#### EXTRACT PROVIDED

Tennessee’s Stroke Registry Task Force reports on steps taken to implement a robust system of care to reduce risk of preventable complications and death
NASHVILLE, Tenn. – Health issues highlighted this week’s action on Capitol Hill as members of the Senate Health and Welfare Committee heard a report from Tennessee’s new Stroke Registry Task Force about how to ensure the rapid identification, diagnosis and treatment of strokes. The committee also heard from country music legend Randy Travis, who suffered a massive stroke in 2013, and his wife Mary, who came to support the Task Force’s efforts to implement a robust system of care to treat patients and reduce the risk of preventable complications and death.
Stroke is the fifth leading cause of death in Tennessee. It is the leading cause of acquired adult disability which has a significant physical, emotional, and economic impact on patients, their family caregivers and the state’s health care system at large. To address the high incidence, the General Assembly approved legislation sponsored by Senate Republican Caucus Chairman Bill Ketron (R-Murfreesboro), Health and Welfare Committee Chairman Rusty Crowe (R-Johnson City), Senate Majority Leader Mark Norris (R-Collierville), Senator Doug Overbey (R-Maryville) and Senate Finance Committee Chairman Bo Watson (R-Hixson) last year forming the task force.
“Tennessee needs a robust stroke system of care in place to treat these patients that starts at the community level with stroke risk factor recognition by our citizens and appropriate management,” said Dr. Brian Wiseman, a physician at the University of Tennessee Medical Center who chairs the task force. “It also means that EMS (emergency medical services) need standardized protocols working with a network of stroke center hospitals that can deliver the most appropriate timely treatment for the best possible outcome of these patients. It also means post-acute care and rehabilitation.”

########
#### RECORDS SUPPLIED

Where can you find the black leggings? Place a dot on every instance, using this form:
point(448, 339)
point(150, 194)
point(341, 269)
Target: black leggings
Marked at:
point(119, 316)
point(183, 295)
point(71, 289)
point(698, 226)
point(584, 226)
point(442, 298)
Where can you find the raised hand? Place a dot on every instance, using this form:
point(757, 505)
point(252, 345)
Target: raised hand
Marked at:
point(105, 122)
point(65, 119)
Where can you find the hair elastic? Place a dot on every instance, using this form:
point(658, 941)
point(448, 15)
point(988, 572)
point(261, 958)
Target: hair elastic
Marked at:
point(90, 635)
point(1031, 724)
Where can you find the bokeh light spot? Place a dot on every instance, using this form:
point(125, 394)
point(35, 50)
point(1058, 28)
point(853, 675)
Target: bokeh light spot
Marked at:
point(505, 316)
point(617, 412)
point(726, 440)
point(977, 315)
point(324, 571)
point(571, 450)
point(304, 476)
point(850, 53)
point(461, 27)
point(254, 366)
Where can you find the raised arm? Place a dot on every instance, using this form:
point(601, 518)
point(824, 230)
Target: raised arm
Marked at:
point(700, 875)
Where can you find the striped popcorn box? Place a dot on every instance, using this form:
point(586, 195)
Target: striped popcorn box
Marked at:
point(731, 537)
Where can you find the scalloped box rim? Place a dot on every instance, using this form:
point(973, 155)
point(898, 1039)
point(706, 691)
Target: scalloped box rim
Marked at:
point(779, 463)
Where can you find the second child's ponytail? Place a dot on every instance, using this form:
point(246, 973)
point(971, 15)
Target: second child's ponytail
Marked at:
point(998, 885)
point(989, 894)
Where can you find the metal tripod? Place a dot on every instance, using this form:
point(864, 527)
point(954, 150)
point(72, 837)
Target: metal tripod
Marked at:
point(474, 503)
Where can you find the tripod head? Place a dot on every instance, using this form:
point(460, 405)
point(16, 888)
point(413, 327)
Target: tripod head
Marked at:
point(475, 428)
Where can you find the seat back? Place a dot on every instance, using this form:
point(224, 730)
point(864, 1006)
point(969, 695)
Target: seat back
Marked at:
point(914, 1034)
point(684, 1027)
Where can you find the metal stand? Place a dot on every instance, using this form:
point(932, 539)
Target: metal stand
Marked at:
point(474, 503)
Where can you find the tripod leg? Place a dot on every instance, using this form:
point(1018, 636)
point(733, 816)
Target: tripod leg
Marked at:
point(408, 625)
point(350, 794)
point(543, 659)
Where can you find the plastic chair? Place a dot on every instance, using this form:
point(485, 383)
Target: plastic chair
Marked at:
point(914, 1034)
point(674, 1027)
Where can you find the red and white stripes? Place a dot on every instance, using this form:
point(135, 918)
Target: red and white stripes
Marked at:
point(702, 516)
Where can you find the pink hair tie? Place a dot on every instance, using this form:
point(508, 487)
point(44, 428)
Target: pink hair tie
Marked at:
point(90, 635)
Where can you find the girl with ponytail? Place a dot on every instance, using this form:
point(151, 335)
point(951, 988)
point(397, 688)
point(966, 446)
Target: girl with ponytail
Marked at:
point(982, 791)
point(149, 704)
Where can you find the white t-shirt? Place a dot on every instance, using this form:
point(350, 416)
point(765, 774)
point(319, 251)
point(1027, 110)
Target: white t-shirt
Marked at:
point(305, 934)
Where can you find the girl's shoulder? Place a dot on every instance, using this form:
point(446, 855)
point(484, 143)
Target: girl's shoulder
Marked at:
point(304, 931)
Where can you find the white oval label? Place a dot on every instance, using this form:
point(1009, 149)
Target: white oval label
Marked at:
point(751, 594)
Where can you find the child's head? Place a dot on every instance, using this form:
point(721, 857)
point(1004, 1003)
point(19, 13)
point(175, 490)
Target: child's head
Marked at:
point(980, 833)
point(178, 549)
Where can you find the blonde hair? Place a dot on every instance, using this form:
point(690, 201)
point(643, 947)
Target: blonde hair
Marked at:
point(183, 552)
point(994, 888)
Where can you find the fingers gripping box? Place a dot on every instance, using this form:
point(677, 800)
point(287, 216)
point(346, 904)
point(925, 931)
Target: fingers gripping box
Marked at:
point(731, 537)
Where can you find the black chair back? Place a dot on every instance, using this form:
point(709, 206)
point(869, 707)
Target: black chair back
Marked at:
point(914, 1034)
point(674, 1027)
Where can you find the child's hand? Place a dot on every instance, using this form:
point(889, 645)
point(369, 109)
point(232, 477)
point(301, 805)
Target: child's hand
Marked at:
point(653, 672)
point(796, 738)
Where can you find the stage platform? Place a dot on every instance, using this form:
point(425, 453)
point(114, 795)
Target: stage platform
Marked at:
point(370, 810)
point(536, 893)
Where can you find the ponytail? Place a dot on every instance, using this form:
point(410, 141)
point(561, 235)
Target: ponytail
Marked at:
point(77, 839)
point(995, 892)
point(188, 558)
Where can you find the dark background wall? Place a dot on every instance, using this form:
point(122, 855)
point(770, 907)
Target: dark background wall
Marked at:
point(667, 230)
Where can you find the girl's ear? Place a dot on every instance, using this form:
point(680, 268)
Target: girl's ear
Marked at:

########

• _EXPLORE THE MATERIAL_:
• A. Please quote the article on Tennessee's stroke task force word for word, starting with "Tennessee’s Stroke Registry" and going on through "complications and death.".
• B. Write what comes next in the article on Tennessee's stroke task force, picking up after its final sentence.

• _ANSWERS TO THE EXERCISES_:
• A.
Tennessee’s Stroke Registry Task Force reports on steps taken to implement a robust system of care to reduce risk of preventable complications and death
NASHVILLE, Tenn. – Health issues highlighted this week’s action on Capitol Hill as members of the Senate Health and Welfare Committee heard a report from Tennessee’s new Stroke Registry Task Force about how to ensure the rapid identification, diagnosis and treatment of strokes. The committee also heard from country music legend Randy Travis, who suffered a massive stroke in 2013, and his wife Mary, who came to support the Task Force’s efforts to implement a robust system of care to treat patients and reduce the risk of preventable complications and death.

• B.
The task force’s recommendations include:
- A Stroke Advisory Task Force made up of experts and key stakeholders to develop and recommend rules and regulations and report to health care facilities and emergency medical services boards to improve health outcomes;
- Mandatory submission of data to the Stroke Registry housed at East Tennessee State University’s (ETSU) College of Public Health to analyze further the disease and best practices of care;
- State-sanctioned designation of stroke centers denoting their readiness to accept and treat acute care patients, including a level one algorithm for comprehensive stroke centers, level two for primary stroke centers and level 3 for acute stroke-ready hospitals; and
- Standardized destination guidelines for EMS personnel when transporting and identifying stroke patients in the field.
The standardized guidelines for EMS providers will help ensure that acute stroke patients are transported to centers that have endovascular clot retrieval capability which has proven most effective in treating patients with ischemic strokes caused by an emergent large vessel occlusion (ELVO). Tennessee currently has 34 stroke centers. There are six comprehensive stroke centers, 27 primary stroke centers and one acute stroke-ready hospital across the state.
Randy and Mary Travis also spoke about the need for stroke awareness and expedient care. “Expediting care is a vital aspect to caring for stroke patients and preventing permanent damage,” said Ms. Travis. “Randy stared death in the face and death blinked. That’s why we are here today.”
The country music star was given only a one to two percent chance of survival after his stroke.
“You’ve brought so much joy to people with your music, but what you are doing right now saves lives,” said Senator Richard Briggs (R-Knoxville), who is a thoracic and cardiac surgeon. “You can do more than all of us science and medical people by bringing awareness to this, and I want to thank you, but I think the song you’re singing now may be your greatest hit.”
Senate Health and Welfare Committee hears update on Tennessee’s overall health status
Dr. Randy Wykoff, Dean of East Tennessee State University’s College of Public Health, spoke to the Senate Health and Welfare Committee this week regarding Tennessee’s overall health. According to the United Health Foundation, Tennessee ranks 44th in the nation based on 27 measures used to evaluate a state’s overall health.
Wykoff said that unhealthy choices are a key factor in the state’s low health ranking, with tobacco use, obesity and drug abuse accounting for some of the highest death rates in the behavioral categories in Tennessee.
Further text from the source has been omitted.